Written task
Answer these from the Digital Green article below:
(a) During whose stint, and with what organization, was Digital Green first conceived?
(b) How many videos has Digital Green helped produce at the grassroots level?
(c) Who screens the videos?

Document excerpt
==*==

Home-grown video promotes better farming in rural India

Local facilitation is key to community adoption.
Written by Heather Clancy, Contributor

I've written a couple of times here about the Smallbean Citizen Archivist project, which is outfitting students in Africa with digital video cameras and solar-powered notebook computers to help them document their world. I heard about a similar project involving the use of video to share community stories, called Digital Green, in Boston during the EmTech@MIT emerging technologies conference, hosted by publication Technology Review.

Originally conceived during founder Rikin Gandhi's stint with Microsoft Research, India several years ago, the non-profit Digital Green was dreamed up to help with the government's goal of encouraging better farming practices in extremely rural areas. The premise was that the farmers in these areas of the country were more apt to learn from advice that was borne out of their own community, rather than something that was mandated or dictated from on high.

By supplying farmers with pocket video cameras and the means of keeping them charged in the absence of an established electric grid, Digital Green has helped encourage the grassroots production of 586 videos, which have received almost 10 times as many screenings, involving roughly 17,500 farmers. This isn't just some huge agri-video content library, though. There is an interactive component: videos are screened by a local facilitator, to keep it more real. So, this is a margin of social media with face-to-face reinforcement.

The sample I have embedded shows techniques for sowing beans, but the topics are far-ranging.

One could conceive of the Digital Green concept being used in other rural agricultural communities across India. But by using the local facilitators, the organization ensures that the videos are viewed in a context that is specific to every community's unique needs.

==*==

Raw data
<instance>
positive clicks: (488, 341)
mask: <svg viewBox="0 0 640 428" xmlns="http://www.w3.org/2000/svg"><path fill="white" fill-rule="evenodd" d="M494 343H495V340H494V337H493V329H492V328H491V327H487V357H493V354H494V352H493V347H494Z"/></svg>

==*==

Answer space
(a) Founder Rikin Gandhi's stint with Microsoft Research, India
(b) 586
(c) A local facilitator